_Short exercise_
Reproduce the lines of the material below with no changes, starting at the line that contains "[trace] iron gate" and ending with the last line of the material.

[Excerpt from a data file]
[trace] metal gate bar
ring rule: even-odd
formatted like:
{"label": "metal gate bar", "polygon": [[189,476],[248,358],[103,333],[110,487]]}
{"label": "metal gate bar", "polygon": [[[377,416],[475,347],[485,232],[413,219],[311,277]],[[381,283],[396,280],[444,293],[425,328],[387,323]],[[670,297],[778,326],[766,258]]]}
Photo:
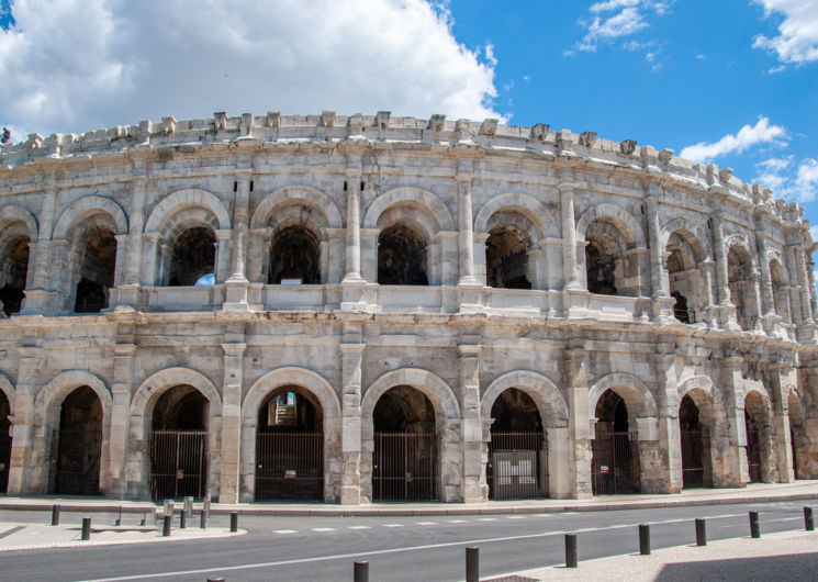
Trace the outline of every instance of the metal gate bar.
{"label": "metal gate bar", "polygon": [[206,430],[150,434],[150,495],[154,500],[204,496]]}
{"label": "metal gate bar", "polygon": [[52,493],[98,495],[102,428],[52,433]]}
{"label": "metal gate bar", "polygon": [[491,499],[547,495],[547,451],[542,443],[542,433],[492,433],[486,468]]}
{"label": "metal gate bar", "polygon": [[437,499],[437,435],[376,433],[372,454],[374,501]]}
{"label": "metal gate bar", "polygon": [[324,499],[324,434],[256,434],[256,501]]}
{"label": "metal gate bar", "polygon": [[616,495],[636,491],[635,467],[628,433],[597,430],[593,441],[592,486],[594,495]]}

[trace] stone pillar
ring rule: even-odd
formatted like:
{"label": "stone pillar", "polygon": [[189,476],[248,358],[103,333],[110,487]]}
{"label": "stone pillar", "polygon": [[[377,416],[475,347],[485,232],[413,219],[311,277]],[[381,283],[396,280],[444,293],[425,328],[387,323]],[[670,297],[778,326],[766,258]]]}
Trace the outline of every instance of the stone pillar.
{"label": "stone pillar", "polygon": [[571,451],[562,467],[572,477],[571,496],[587,499],[592,495],[592,452],[585,349],[581,340],[575,340],[567,346],[563,354],[562,365],[568,390],[568,432],[571,440]]}
{"label": "stone pillar", "polygon": [[[30,479],[32,457],[34,457],[34,396],[36,395],[41,351],[36,347],[18,348],[18,384],[7,489],[9,495],[43,493],[40,483],[32,483]],[[41,470],[47,471],[48,468],[44,467]]]}
{"label": "stone pillar", "polygon": [[341,505],[361,502],[361,362],[365,344],[340,344]]}
{"label": "stone pillar", "polygon": [[[125,327],[121,325],[120,327]],[[136,345],[133,344],[133,327],[117,329],[117,335],[125,336],[130,342],[116,344],[113,348],[113,382],[111,392],[113,406],[111,408],[111,432],[109,437],[109,489],[108,495],[124,499],[127,494],[127,479],[125,463],[127,462],[127,441],[131,429],[131,393],[133,390],[134,355]]]}
{"label": "stone pillar", "polygon": [[222,344],[224,387],[222,389],[220,503],[238,503],[238,475],[242,467],[242,357],[246,347],[247,344]]}
{"label": "stone pillar", "polygon": [[462,491],[464,503],[485,501],[485,460],[489,449],[483,439],[483,419],[480,417],[480,350],[481,346],[461,344],[460,354],[460,428],[463,447]]}
{"label": "stone pillar", "polygon": [[562,222],[562,279],[565,291],[582,289],[576,270],[576,221],[574,219],[574,188],[576,188],[573,171],[567,168],[562,171],[560,189],[560,217]]}

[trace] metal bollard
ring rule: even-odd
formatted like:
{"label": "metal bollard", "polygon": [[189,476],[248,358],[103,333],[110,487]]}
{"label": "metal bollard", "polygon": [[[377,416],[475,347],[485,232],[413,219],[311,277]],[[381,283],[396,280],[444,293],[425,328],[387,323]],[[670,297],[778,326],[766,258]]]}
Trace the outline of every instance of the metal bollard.
{"label": "metal bollard", "polygon": [[355,582],[369,582],[369,562],[355,562],[352,577]]}
{"label": "metal bollard", "polygon": [[466,582],[480,582],[480,548],[466,548]]}
{"label": "metal bollard", "polygon": [[576,534],[565,534],[565,568],[576,568]]}
{"label": "metal bollard", "polygon": [[650,525],[639,524],[639,553],[650,556]]}
{"label": "metal bollard", "polygon": [[760,538],[761,527],[759,527],[759,512],[750,512],[750,537]]}
{"label": "metal bollard", "polygon": [[696,519],[696,546],[707,546],[707,526],[704,519]]}

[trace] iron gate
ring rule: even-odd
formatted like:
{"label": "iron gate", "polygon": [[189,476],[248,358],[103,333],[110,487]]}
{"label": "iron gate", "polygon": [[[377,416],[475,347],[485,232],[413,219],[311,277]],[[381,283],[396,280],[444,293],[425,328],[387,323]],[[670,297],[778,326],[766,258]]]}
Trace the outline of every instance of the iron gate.
{"label": "iron gate", "polygon": [[596,433],[593,445],[594,495],[616,495],[636,492],[634,466],[628,433]]}
{"label": "iron gate", "polygon": [[206,454],[206,430],[154,430],[150,434],[153,499],[203,497]]}
{"label": "iron gate", "polygon": [[376,433],[373,501],[437,499],[437,435]]}
{"label": "iron gate", "polygon": [[11,465],[11,435],[8,430],[0,433],[0,492],[9,488],[9,466]]}
{"label": "iron gate", "polygon": [[323,499],[323,433],[256,434],[256,501]]}
{"label": "iron gate", "polygon": [[547,452],[542,440],[542,433],[492,433],[486,471],[491,499],[548,494]]}
{"label": "iron gate", "polygon": [[761,482],[761,433],[747,430],[747,469],[750,471],[750,482]]}
{"label": "iron gate", "polygon": [[101,456],[101,429],[54,430],[51,493],[98,495]]}
{"label": "iron gate", "polygon": [[704,435],[702,430],[682,430],[682,486],[705,486]]}

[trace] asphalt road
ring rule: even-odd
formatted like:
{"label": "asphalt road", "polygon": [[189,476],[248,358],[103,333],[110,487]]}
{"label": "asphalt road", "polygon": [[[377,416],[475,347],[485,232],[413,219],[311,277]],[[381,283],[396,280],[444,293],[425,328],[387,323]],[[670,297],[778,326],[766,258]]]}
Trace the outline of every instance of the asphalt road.
{"label": "asphalt road", "polygon": [[[232,538],[2,552],[0,580],[351,580],[356,560],[369,561],[373,581],[463,580],[467,546],[480,548],[485,578],[563,563],[567,531],[578,534],[580,560],[637,552],[640,523],[651,524],[653,548],[693,544],[696,517],[707,518],[708,539],[747,537],[749,511],[760,512],[762,537],[804,527],[803,504],[789,502],[497,516],[242,516],[248,534]],[[0,511],[2,522],[48,518]],[[126,515],[124,523],[138,518]],[[228,521],[211,517],[218,526]]]}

_Result of this exercise_
[trace] iron gate
ring rule: even-odd
formatted like:
{"label": "iron gate", "polygon": [[189,476],[248,358],[103,333],[110,487]]}
{"label": "iron gate", "polygon": [[[377,416],[475,347],[485,232],[413,219],[311,277]],[[381,283],[396,280],[444,293],[425,328],[387,323]],[[670,297],[778,326],[766,258]]]}
Trace the outline of every instance of the iron gate.
{"label": "iron gate", "polygon": [[596,433],[593,445],[594,495],[616,495],[636,492],[634,466],[628,433]]}
{"label": "iron gate", "polygon": [[206,454],[206,430],[154,430],[150,434],[153,499],[203,497]]}
{"label": "iron gate", "polygon": [[376,433],[373,501],[437,499],[437,435]]}
{"label": "iron gate", "polygon": [[11,465],[11,435],[8,430],[0,433],[0,492],[9,488],[9,466]]}
{"label": "iron gate", "polygon": [[323,499],[323,433],[256,434],[256,501]]}
{"label": "iron gate", "polygon": [[547,452],[542,440],[542,433],[492,433],[486,471],[491,499],[548,494]]}
{"label": "iron gate", "polygon": [[761,482],[761,433],[747,430],[747,469],[750,471],[750,482]]}
{"label": "iron gate", "polygon": [[101,456],[101,429],[54,430],[51,493],[98,495]]}
{"label": "iron gate", "polygon": [[704,435],[702,430],[682,430],[682,486],[705,486]]}

[trace] asphalt road
ring rule: even-odd
formatted like:
{"label": "asphalt road", "polygon": [[189,476],[248,358],[103,333],[110,487]]}
{"label": "asphalt road", "polygon": [[[377,416],[475,347],[485,232],[413,219],[311,277]],[[381,283],[396,280],[444,293],[425,328],[387,323]],[[670,297],[778,326],[766,258]]]}
Trace the outline of every instance of the asphalt road.
{"label": "asphalt road", "polygon": [[[232,538],[2,552],[0,580],[351,580],[356,560],[369,561],[373,581],[463,580],[467,546],[480,548],[485,578],[563,563],[567,531],[578,534],[580,560],[637,552],[640,523],[651,524],[653,548],[693,544],[696,517],[707,518],[708,539],[747,537],[749,511],[760,512],[762,537],[804,527],[803,504],[789,502],[497,516],[242,516],[248,534]],[[0,511],[2,522],[48,518]],[[126,515],[124,523],[138,518]],[[228,521],[211,517],[218,526]]]}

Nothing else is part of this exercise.